---- Records shown

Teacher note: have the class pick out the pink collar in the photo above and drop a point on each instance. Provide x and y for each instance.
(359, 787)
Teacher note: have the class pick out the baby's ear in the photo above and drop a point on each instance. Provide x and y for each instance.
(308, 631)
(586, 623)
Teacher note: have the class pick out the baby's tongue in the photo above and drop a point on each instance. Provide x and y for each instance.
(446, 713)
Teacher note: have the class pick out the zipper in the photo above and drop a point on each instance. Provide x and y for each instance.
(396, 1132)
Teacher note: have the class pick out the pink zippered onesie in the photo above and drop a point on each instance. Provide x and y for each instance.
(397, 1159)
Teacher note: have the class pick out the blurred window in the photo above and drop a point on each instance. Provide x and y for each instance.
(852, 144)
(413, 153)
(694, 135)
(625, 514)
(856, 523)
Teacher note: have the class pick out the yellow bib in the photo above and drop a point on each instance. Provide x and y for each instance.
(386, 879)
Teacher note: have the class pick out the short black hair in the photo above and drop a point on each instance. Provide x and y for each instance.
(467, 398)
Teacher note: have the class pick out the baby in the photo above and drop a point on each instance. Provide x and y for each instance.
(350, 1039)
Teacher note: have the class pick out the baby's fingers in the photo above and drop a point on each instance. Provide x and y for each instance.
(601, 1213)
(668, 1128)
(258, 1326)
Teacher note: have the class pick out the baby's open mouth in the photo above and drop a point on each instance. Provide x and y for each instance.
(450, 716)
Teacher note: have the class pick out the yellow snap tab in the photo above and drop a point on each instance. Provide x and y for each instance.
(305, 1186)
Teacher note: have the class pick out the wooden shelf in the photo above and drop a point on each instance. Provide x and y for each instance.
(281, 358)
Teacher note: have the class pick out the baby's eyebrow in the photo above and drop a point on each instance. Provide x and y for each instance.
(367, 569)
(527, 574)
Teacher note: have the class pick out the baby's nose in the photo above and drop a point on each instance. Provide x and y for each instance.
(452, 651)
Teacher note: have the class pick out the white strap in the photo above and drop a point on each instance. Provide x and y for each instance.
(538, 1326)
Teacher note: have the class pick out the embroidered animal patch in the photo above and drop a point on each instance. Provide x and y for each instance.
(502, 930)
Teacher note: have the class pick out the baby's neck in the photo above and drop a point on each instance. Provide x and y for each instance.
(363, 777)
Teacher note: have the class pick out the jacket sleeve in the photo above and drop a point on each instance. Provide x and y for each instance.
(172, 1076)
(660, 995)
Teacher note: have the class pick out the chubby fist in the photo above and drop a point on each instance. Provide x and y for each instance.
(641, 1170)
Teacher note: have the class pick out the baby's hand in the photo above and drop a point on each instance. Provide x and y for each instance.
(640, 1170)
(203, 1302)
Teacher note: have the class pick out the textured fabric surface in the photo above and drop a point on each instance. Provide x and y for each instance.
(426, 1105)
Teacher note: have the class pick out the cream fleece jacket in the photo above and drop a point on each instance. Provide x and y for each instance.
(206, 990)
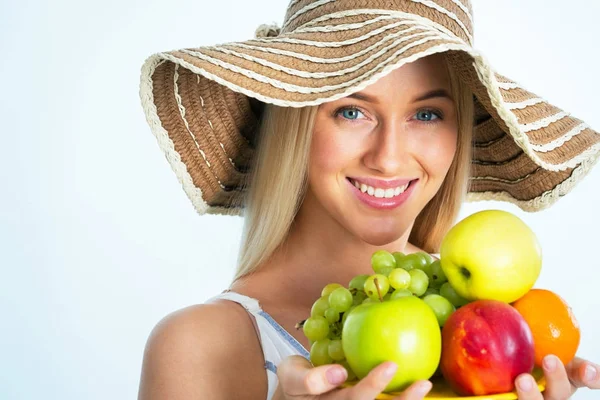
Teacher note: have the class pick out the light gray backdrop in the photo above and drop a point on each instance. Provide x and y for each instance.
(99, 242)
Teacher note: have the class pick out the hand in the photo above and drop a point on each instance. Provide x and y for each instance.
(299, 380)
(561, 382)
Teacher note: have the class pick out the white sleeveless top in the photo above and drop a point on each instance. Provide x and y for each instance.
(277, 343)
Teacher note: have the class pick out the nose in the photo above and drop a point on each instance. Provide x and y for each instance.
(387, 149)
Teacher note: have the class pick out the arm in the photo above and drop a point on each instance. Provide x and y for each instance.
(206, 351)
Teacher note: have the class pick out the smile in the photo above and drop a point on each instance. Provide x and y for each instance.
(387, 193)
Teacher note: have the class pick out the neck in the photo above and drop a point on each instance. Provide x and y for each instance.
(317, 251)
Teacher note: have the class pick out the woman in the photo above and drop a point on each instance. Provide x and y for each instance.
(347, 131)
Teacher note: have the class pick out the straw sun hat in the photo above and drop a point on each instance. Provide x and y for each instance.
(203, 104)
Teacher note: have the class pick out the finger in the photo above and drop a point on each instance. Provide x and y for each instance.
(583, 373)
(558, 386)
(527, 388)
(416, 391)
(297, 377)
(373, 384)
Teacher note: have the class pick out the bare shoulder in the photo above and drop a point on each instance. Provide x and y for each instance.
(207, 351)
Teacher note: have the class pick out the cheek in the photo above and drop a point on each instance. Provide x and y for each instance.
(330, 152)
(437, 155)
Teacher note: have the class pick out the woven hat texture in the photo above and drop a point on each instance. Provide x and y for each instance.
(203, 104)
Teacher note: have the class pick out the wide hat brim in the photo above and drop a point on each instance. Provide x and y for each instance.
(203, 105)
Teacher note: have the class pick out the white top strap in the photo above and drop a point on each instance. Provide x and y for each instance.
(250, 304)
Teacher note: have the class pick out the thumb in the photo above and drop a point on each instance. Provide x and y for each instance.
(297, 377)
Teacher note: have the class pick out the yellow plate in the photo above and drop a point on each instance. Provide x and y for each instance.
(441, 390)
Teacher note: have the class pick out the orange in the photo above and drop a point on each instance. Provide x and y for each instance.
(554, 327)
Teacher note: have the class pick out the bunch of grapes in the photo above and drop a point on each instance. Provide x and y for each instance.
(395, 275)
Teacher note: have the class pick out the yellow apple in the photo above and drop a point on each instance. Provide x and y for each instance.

--------

» **Aim**: Turn every line of the rows above into a JSON list of strings, one string per line, skipping any blank lines. Leave the pictures out of your answer.

» **Task response**:
[
  "Teacher note: have the class pick out the pink collar in the photo above and drop a point on each instance. Provide x and y for each instance.",
  "(359, 787)",
  "Teacher note: have the class pick out the baby's ear in the photo above and drop a point on each instance. Provide x and y for each instance.",
  "(308, 631)",
  "(586, 623)",
  "Teacher note: have the class pick out the baby's tongue in the photo above and drop a point on each instance. Provide x and y for each instance.",
  "(446, 713)",
  "Teacher note: have the class pick out the zipper in the photo above and drop a point on each instance. Provide x and y for each instance.",
  "(396, 1132)",
  "Teacher note: have the class pick out the pink zippered onesie in the photo above and drop a point on each instance. Provide x and y for each instance.",
  "(397, 1159)",
  "Teacher note: have the class pick out the blurred window in the photo above and drop a point on each instance. Provide x and y for each instance.",
  "(852, 144)",
  "(413, 153)",
  "(694, 135)",
  "(625, 514)",
  "(856, 523)",
  "Teacher note: have the class pick out the yellow bib in the photo above and drop a point on each instance. Provide x and y for each instance.",
  "(386, 879)",
  "Teacher note: have the class pick out the short black hair in the photo above and drop a point on each instance. Provide x and y for each instance.",
  "(467, 398)",
  "Teacher note: have the class pick out the baby in the photo above and drop a point on each instance. Provide x and y for each instance.",
  "(350, 1039)",
  "Teacher note: have the class pick out the baby's fingers in the photo above and drop a point on each instance. Provide x and y for each instance.",
  "(601, 1213)",
  "(668, 1128)",
  "(258, 1326)",
  "Teacher note: have the class pick out the baby's open mouth in the photo above and drop a point on each instance. Provide x and y for each instance.",
  "(450, 716)",
  "Teacher note: have the class pick out the yellow snap tab in the photo above and drop a point on each instance. Provide x and y for each instance.",
  "(305, 1186)",
  "Teacher note: have the class pick out the wooden shelf in the photo above and drop a point on each instance. Provide x and y for each instance.",
  "(281, 358)",
  "Teacher note: have the class pick out the baby's eyebrow in the photo above and drop a point on each instance. Provide x and y for each instance.",
  "(367, 569)",
  "(527, 574)",
  "Teacher note: have the class pick out the baby's nose in the photo above and drop a point on each instance. Provide x and y for each instance.",
  "(452, 651)",
  "Teacher note: have the class pick out the white strap in the photo above and drop a point on each instance. Provide x and y for each instance.",
  "(538, 1326)",
  "Teacher note: have the class pick out the embroidered animal patch in the photo above and drop a point on each instance. Provide x and y for each instance.",
  "(502, 930)",
  "Teacher note: have the class pick out the baby's neck in the photo above and drop a point on each instance. Provide x and y for each instance.",
  "(363, 777)",
  "Teacher note: have the class pick out the jacket sleeve in the photo above and drop a point on each instance. Provide x and y for each instance.",
  "(172, 1076)",
  "(660, 995)",
  "Teacher note: have the class pick out the chubby fist in the photo above and drop a point on each instance. Provide x and y for each instance.",
  "(641, 1170)",
  "Teacher note: have the class pick out the baby's hand in the photo above and drop a point on each instance. Provide x and y for each instance.",
  "(640, 1170)",
  "(203, 1302)",
  "Teacher note: have the class pick out the textured fabric surface in the photo above and drop a point on each instance. Provide x and y for each instance.",
  "(426, 1105)",
  "Teacher note: have the class pick out the cream fleece jacket in the photo above and drop a point on each instance. Provide x and y for each instance.",
  "(206, 990)",
  "Teacher note: have the class pick out the light gray backdrop in the photo above and drop a point on each instance. Provide x and y for each instance.",
  "(99, 242)",
  "Teacher note: have the class pick out the hand in the photo above and drop a point on each instance. Provide x and y for each instance.",
  "(299, 380)",
  "(561, 382)",
  "Teacher note: have the class pick out the white sleeveless top in the photo above and drop a point on each instance. Provide x and y for each instance.",
  "(277, 343)",
  "Teacher note: have the class pick out the nose in the photo above and drop a point on each instance. Provide x and y for each instance.",
  "(387, 149)",
  "Teacher note: have the class pick out the arm in the photo above and drop a point on each instance. Provide x and y for each instance.",
  "(206, 351)",
  "Teacher note: have the class pick out the smile in the photo above and drop a point on each instance. Provide x and y for each instance.",
  "(387, 193)",
  "Teacher note: have the class pick out the neck in the photo above and drop a point on each instance. Provide x and y for each instance.",
  "(317, 251)",
  "Teacher note: have the class pick out the woman in the photo above and drop a point on each instance. Provide x and y for each instance.",
  "(347, 131)",
  "Teacher note: have the class pick out the straw sun hat in the photo above and drop a point on each instance. Provide x and y for each instance.",
  "(203, 104)",
  "Teacher note: have the class pick out the finger in the photo above and drop a point on each instance. Provide x and y for each instance.",
  "(583, 373)",
  "(558, 386)",
  "(527, 388)",
  "(416, 391)",
  "(297, 377)",
  "(373, 384)",
  "Teacher note: have the class pick out the bare shoulder in the photo above and drop a point on each instance. Provide x and y for each instance.",
  "(207, 351)",
  "Teacher note: have the class pick out the cheek in the photo above and drop a point on each instance. Provide x and y for each instance.",
  "(330, 152)",
  "(437, 155)",
  "Teacher note: have the class pick out the woven hat texture in the photo above and drop a point on each instance. Provide x and y for each instance.",
  "(203, 104)",
  "Teacher note: have the class pick out the wide hat brim in the photo above and drop a point on each instance. Provide x and y for each instance.",
  "(203, 105)",
  "Teacher note: have the class pick out the white top strap in the photo above and drop a point on each instance. Provide x and y for each instance.",
  "(250, 304)",
  "Teacher note: have the class pick out the thumb in the photo above and drop a point on each instance. Provide x and y for each instance.",
  "(297, 377)",
  "Teacher note: have the class pick out the yellow plate in the photo above and drop a point on each instance. Provide x and y for each instance.",
  "(441, 390)",
  "Teacher note: have the class pick out the orange in the photo above and drop a point on each instance. Provide x and y for each instance.",
  "(554, 327)",
  "Teacher note: have the class pick out the bunch of grapes in the photo above and drop a point on each instance. Provide x and y for each instance.",
  "(395, 275)",
  "Teacher note: have the class pick out the yellow apple in the photo above and drop a point on each instance. Provide x and y for each instance."
]